- **PROBLEM STATEMENT**: In your copy, leave out the pictures; write out all the data exactly.

+ + + + +

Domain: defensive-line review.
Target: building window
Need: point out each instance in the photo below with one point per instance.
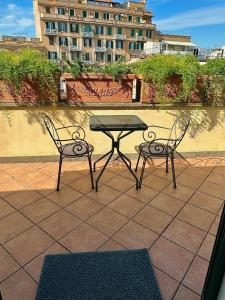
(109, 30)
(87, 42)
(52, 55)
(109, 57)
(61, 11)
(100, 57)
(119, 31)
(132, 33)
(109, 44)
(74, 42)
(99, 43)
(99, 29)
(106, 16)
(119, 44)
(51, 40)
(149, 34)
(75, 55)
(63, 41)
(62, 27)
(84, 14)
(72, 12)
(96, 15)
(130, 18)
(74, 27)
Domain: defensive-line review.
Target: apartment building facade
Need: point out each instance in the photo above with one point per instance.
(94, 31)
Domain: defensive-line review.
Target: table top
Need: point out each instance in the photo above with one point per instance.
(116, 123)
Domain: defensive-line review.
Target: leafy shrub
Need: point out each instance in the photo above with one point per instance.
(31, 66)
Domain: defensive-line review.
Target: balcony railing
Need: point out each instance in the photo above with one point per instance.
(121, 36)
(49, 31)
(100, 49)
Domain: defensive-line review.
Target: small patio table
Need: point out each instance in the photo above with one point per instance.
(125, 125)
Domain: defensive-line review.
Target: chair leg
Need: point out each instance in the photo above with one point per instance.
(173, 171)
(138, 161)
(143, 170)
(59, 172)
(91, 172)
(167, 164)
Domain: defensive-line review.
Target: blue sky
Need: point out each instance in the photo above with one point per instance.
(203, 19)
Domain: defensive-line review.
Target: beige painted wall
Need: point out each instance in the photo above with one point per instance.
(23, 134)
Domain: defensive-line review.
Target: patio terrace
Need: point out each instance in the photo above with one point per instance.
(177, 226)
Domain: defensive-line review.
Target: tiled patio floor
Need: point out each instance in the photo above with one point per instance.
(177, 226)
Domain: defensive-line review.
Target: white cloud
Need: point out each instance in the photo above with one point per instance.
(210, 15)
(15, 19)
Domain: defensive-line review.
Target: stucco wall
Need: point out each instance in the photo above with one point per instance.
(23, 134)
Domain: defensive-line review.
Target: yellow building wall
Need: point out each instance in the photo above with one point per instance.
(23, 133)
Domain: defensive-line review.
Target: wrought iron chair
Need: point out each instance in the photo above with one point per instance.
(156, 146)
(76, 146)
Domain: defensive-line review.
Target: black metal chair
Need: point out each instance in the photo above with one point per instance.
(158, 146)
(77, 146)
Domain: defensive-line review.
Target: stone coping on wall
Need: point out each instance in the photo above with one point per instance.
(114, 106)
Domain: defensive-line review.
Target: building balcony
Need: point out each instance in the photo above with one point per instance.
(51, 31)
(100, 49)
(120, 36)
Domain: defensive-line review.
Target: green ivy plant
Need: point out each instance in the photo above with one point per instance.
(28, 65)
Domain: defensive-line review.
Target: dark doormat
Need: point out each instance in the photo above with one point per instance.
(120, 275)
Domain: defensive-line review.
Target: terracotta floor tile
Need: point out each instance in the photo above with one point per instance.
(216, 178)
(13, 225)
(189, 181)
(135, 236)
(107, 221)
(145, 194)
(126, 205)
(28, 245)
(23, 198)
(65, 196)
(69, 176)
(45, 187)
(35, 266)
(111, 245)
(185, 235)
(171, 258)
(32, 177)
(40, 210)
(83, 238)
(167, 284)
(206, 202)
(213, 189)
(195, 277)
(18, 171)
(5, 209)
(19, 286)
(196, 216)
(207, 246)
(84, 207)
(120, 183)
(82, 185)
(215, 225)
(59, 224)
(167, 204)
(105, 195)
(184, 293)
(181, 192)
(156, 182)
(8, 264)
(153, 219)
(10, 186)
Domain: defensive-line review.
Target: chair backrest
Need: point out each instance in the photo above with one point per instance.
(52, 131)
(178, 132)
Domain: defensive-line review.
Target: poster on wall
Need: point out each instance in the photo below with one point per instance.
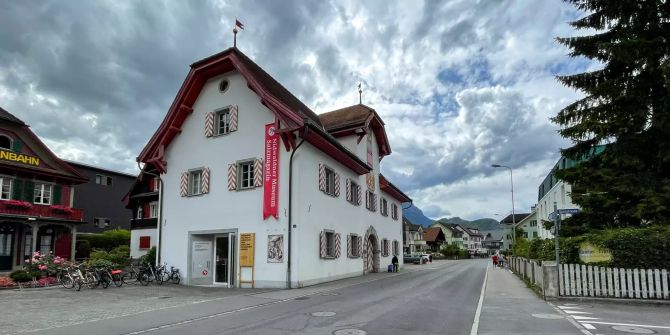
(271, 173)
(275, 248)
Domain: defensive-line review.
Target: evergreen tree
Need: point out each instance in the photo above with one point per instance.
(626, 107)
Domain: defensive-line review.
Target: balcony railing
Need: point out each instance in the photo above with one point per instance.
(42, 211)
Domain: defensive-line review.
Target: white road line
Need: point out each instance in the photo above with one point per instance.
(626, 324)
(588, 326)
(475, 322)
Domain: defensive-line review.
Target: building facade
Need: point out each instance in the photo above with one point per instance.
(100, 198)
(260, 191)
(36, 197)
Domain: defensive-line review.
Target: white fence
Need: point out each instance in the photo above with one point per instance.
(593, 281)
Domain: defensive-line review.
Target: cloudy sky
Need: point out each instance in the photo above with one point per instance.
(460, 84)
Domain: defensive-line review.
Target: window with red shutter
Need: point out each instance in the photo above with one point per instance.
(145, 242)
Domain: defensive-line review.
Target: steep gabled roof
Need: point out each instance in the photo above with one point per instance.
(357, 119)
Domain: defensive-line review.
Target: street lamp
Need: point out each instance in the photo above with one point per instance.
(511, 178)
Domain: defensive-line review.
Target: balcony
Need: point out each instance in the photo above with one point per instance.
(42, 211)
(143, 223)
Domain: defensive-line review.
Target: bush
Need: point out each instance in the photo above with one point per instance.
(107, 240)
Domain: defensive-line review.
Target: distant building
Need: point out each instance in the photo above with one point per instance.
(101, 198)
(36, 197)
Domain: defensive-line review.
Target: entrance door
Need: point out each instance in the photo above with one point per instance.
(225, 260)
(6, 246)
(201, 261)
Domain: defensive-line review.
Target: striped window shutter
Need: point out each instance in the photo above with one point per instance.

+ + + + +

- **EXERCISE ANSWER**:
Domain: defensive-line review.
Target: building window
Need: point out each instance in the photo below with one point per instance.
(109, 30)
(87, 42)
(52, 55)
(109, 57)
(61, 11)
(100, 57)
(119, 31)
(132, 33)
(109, 44)
(74, 42)
(99, 43)
(99, 29)
(106, 16)
(119, 44)
(51, 40)
(149, 34)
(75, 55)
(63, 41)
(62, 27)
(84, 14)
(72, 12)
(96, 15)
(130, 18)
(74, 27)
Domain: defensive-line review.
Target: apartment building facade
Need: point out each instance in the photo above with one point per instance.
(94, 31)
Domain: defensive-line review.
Target: table top
Need: point out each instance in the photo above with one point per instance.
(116, 123)
Domain: defensive-line review.
Target: leafy shrub
Need: point out each instance in the photo above with one point per instance.
(31, 66)
Domain: defensive-line review.
Target: balcony railing
Need: point out each instance in the photo above with one point per instance.
(121, 36)
(49, 31)
(100, 49)
Domain: defensive-line review.
Target: small patio table
Need: point out each instance in the photo above with one point per instance.
(125, 125)
Domain: defensive-line review.
Target: chair leg
Need: point out each instance in the photo above with one point per instance.
(173, 171)
(138, 161)
(143, 170)
(59, 172)
(91, 172)
(167, 164)
Domain: defensive-line review.
Target: blue sky
Need: point out each instance in the photo above with one point per instance.
(203, 19)
Domain: defensive-line review.
Target: beige painted wall
Need: point out each instance in the photo above with one point per instance.
(23, 134)
Domain: defensive-line review.
Target: patio terrace
Need: point out each instance in the photo above with one point per instance.
(177, 226)
Domain: defensive-line review.
Target: tiled patio floor
Need: point out each instance in the photo above with one point per instance.
(177, 226)
Domain: defensive-line review.
Target: white cloud
Need: point out each instance in the photo above with one point per instance.
(210, 15)
(15, 19)
Domain: defensive-line review.
Target: stucco wall
Need: point out each instance in the photo above with one point per instance.
(23, 134)
Domain: defensive-line review.
Target: yellow building wall
Need: point out each instance in the photo above with one point per instance.
(23, 133)
Domain: defensive-line review.
Target: wrought iron chair
Need: point out each instance in the photo above with one point per instance.
(156, 146)
(76, 146)
Domain: defensive-line review.
Target: black metal chair
Need: point out each instance in the photo above with one point per instance.
(158, 146)
(77, 146)
Domain: defensive-line review.
Target: stone coping on wall
Need: point out each instance in the photo above with one point per instance.
(114, 106)
Domain: defensive-line review.
Target: building balcony
Need: point out each instance in the photo above with one point per instance.
(51, 31)
(100, 49)
(120, 36)
Domain: defensive-line review.
Target: green ivy plant
Need: point out each instance in the photo above with one point per instance.
(28, 65)
Domain: defensive-line review.
Target: dark doormat
Need: point out each instance in the photo above with one point per instance.
(120, 275)
Domain: defensive-line review.
Target: terracotta floor tile
Need: point out each instance in the photo above with one point per instance.
(216, 178)
(13, 225)
(189, 181)
(135, 236)
(107, 221)
(145, 194)
(126, 205)
(28, 245)
(23, 198)
(65, 196)
(69, 176)
(45, 187)
(35, 266)
(111, 245)
(185, 235)
(171, 258)
(32, 177)
(40, 210)
(83, 238)
(167, 284)
(206, 202)
(213, 189)
(195, 277)
(18, 171)
(5, 209)
(19, 286)
(196, 216)
(207, 246)
(84, 207)
(120, 183)
(82, 185)
(215, 225)
(59, 224)
(167, 204)
(105, 195)
(184, 293)
(181, 192)
(156, 182)
(8, 264)
(153, 219)
(10, 186)
Domain: defensive-line review.
Target: chair backrest
Need: point out each instance in the photo above with one point per instance.
(52, 131)
(178, 132)
Domain: defensive-line review.
Target: poster on wall
Need: point out each instance in the photo below with one point per instance.
(271, 173)
(275, 248)
Domain: defensive-line review.
Target: evergreen tree
Need: point out each instance in the photo above with one point per instance.
(626, 107)
Domain: defensive-line review.
Target: balcony railing
Need: point out each instance in the photo above with one point per instance.
(42, 211)
Domain: defensive-line review.
Target: white road line
Need: point out each instance in the photo above with one point per instance.
(626, 324)
(588, 326)
(475, 322)
Domain: defensive-line review.
Target: building facade
Need: point out each instance in the photo above with one point per instance.
(100, 198)
(260, 191)
(36, 197)
Domain: defensive-line review.
Target: white fence
Need: point out each instance in the photo above with one point per instance.
(593, 281)
Domain: defensive-line review.
Target: cloudy sky
Need: point out each instance in the photo above with one point per instance.
(460, 84)
Domain: defensive-line review.
Target: window with red shutter
Need: point out each instance in the photo above with one point per instance.
(145, 242)
Domain: defensive-line review.
Target: steep gabled roof
Need: point out each instance in the photo above with one point per instance.
(357, 119)
Domain: defensive-line review.
Target: street lamp
Need: point out each instance in the photo above with one point per instance.
(511, 178)
Domain: defensive-line review.
Target: balcony
Need: point out each instance in the photo above with one point per instance.
(42, 211)
(143, 223)
Domain: defensive-line review.
Target: bush
Need: point out each instance in the photo above with one point per instance.
(107, 240)
Domain: defensive-line review.
Target: distant building
Need: point out each instance in the photo above with one point per instance.
(101, 198)
(36, 197)
Domain: defensive-line review.
Target: entrance door
Need: point out each instance in the photo above with one point per instance.
(225, 260)
(6, 246)
(201, 261)
Domain: defensive-line review.
Target: striped window shutter
Need: point out each instance in the photo above with one point per instance.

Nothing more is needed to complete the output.